Stated goal —
Reproduce every line of the material below verbatim, leaving the pictures out of your copy.

start Records provided

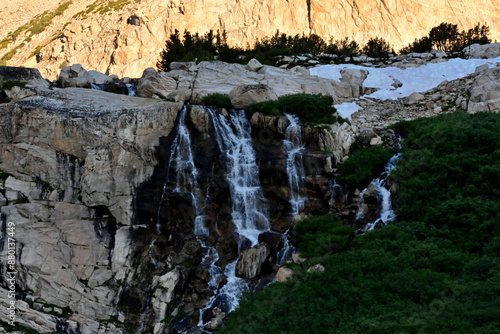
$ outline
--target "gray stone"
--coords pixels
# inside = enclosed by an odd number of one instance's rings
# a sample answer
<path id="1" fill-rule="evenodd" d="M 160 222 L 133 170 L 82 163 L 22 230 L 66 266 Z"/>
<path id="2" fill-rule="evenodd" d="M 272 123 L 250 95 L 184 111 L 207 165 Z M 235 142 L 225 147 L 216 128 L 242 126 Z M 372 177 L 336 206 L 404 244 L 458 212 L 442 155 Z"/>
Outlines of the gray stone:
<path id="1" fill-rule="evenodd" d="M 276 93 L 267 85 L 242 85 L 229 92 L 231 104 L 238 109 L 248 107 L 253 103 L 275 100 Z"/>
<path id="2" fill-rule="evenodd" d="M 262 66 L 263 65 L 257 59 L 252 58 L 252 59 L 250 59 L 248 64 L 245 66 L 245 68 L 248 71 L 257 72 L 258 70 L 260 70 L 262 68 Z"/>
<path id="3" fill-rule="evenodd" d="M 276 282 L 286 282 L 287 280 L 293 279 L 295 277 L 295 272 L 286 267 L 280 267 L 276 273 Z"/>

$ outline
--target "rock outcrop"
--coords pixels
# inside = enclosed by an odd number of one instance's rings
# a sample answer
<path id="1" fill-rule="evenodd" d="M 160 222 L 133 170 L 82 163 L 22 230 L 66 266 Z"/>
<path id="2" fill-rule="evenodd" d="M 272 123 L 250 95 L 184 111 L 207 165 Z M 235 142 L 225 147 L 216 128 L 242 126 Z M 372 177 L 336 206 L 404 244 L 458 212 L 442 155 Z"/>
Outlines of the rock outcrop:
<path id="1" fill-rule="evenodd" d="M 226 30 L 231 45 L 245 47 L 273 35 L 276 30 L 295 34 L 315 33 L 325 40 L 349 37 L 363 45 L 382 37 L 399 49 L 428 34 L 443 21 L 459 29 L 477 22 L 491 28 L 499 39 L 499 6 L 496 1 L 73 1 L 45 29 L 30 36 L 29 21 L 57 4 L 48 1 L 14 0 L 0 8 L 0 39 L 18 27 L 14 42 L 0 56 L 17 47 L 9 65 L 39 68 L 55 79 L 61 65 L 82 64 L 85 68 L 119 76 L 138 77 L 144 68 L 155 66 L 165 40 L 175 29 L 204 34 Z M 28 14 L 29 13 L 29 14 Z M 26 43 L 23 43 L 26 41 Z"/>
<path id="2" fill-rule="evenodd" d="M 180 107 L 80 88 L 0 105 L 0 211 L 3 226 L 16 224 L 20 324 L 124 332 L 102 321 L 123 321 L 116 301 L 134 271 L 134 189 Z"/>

end Records provided

Response —
$ outline
--target "gray stone"
--coords pixels
# inside = enclosed by an odd number of one instance's rings
# a sample answer
<path id="1" fill-rule="evenodd" d="M 160 222 L 133 170 L 82 163 L 22 230 L 66 266 Z"/>
<path id="2" fill-rule="evenodd" d="M 272 123 L 250 95 L 184 111 L 207 165 Z M 235 142 L 225 147 L 216 128 L 242 126 Z M 372 177 L 336 206 L 404 244 L 458 212 L 442 155 Z"/>
Outlines of the gray stone:
<path id="1" fill-rule="evenodd" d="M 276 93 L 267 85 L 242 85 L 229 92 L 231 104 L 238 109 L 248 107 L 253 103 L 275 100 Z"/>
<path id="2" fill-rule="evenodd" d="M 262 66 L 263 65 L 257 59 L 252 58 L 252 59 L 250 59 L 248 64 L 245 66 L 245 68 L 248 71 L 257 72 L 258 70 L 260 70 L 262 68 Z"/>
<path id="3" fill-rule="evenodd" d="M 276 282 L 286 282 L 287 280 L 293 279 L 295 277 L 295 272 L 286 267 L 280 267 L 276 273 Z"/>

$ outline
--target "rock outcrop"
--coords pixels
# inside = enclosed by an odd number of one instance's rings
# a sample answer
<path id="1" fill-rule="evenodd" d="M 160 222 L 133 170 L 82 163 L 22 230 L 66 266 Z"/>
<path id="2" fill-rule="evenodd" d="M 272 123 L 250 95 L 184 111 L 207 165 Z M 235 142 L 225 147 L 216 128 L 242 126 Z M 372 177 L 336 206 L 404 244 L 458 212 L 442 155 Z"/>
Outlines of the rock outcrop:
<path id="1" fill-rule="evenodd" d="M 226 30 L 231 45 L 245 47 L 273 35 L 276 30 L 295 34 L 315 33 L 325 40 L 349 37 L 363 45 L 382 37 L 399 49 L 428 34 L 443 21 L 459 29 L 477 22 L 491 28 L 499 39 L 499 6 L 496 1 L 73 1 L 45 29 L 30 36 L 29 21 L 57 4 L 48 1 L 14 0 L 0 8 L 0 39 L 18 27 L 14 42 L 0 56 L 17 47 L 9 65 L 39 68 L 55 79 L 61 65 L 82 64 L 85 68 L 119 76 L 138 77 L 144 68 L 155 66 L 165 40 L 175 29 L 204 34 Z M 28 14 L 29 13 L 29 14 Z M 26 43 L 23 43 L 26 41 Z"/>
<path id="2" fill-rule="evenodd" d="M 180 107 L 80 88 L 0 105 L 0 211 L 3 226 L 16 224 L 20 324 L 124 332 L 102 321 L 123 321 L 116 301 L 134 271 L 134 189 Z"/>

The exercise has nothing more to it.